After Ted Chittum of Bourbon, Ind., had a chance to talk at length with his cousin who served in Iraq, he said he got a different picture of what was going on in the country.
"He talked about all the good things that are going on," said Chittum, a school superintendent and a political independent who supports the war effort. "Schools are opening up. The people are friendly, wanting our help. You get a whole different spin from what you get on television."
Those who know someone serving in Iraq were more likely to approve of the Bush administration's conduct of the war _ 44 percent, compared to 37 percent overall.
"From most of the information I get, the people over there fighting basically are proud to be there and feel they're doing something good," said Sally Dowling, a bank employee from Mesa, Ariz., who said her boss's son is serving in Iraq. "That brings it home more than if I didn't know anybody."
[...]
Overall attitudes about the war _ while negative _ haven't changed dramatically through the summer. A solid majority, 60 percent, want U.S. troops to stick it out until Iraq is stable.
Le phénomène en jeu est le suivant : avec la disponibilité des connexions Internet, des appareils photo numériques et des téléphones cellulaires, il est désormais possible aux soldats déployés sur un théâtre d'opérations lointain comme l'Irak de maintenir le contact avec leurs proches et de leur faire parvenir des informations sur ce qu'ils vivent, font, voient et entendent par la voix, par l'écrit (e-mail, blogs) et par l'image. Le sociologue américain Charles Moskos a montré en 2004 qu'un tiers des soldats US déployés en Irak utilisent l'Internet une fois par jour, et un autre tiers une fois par semaine ; compte tenu de l'amélioration des conditions de logement au fil des rotations, ces chiffres sont probablement plus grands aujourd'hui. Avec pour conséquence un flux d'informations constant qui touche de façon inégale la population américaine.

----------

• **À FAIRE**: Pouvez-vous transcrire mot pour mot le passage du texte sur la guerre en Irak qui commence par « After Ted Chittum » et se poursuit jusqu'à « in the country. » ?

(Extraits d'un jeu de données d'annotation de lieux)
----------

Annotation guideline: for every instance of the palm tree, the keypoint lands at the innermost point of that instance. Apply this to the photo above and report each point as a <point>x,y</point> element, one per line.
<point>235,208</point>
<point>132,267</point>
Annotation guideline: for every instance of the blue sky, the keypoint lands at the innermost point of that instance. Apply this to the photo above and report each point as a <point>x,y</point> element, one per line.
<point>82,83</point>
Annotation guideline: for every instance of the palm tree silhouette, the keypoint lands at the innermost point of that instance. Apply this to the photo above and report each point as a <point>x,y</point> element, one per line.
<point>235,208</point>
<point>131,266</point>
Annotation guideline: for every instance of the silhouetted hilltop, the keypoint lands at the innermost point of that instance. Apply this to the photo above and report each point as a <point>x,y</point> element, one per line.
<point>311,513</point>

----------

• **RÉSULTAT DE L'EXERCICE**:
After Ted Chittum of Bourbon, Ind., had a chance to talk at length with his cousin who served in Iraq, he said he got a different picture of what was going on in the country.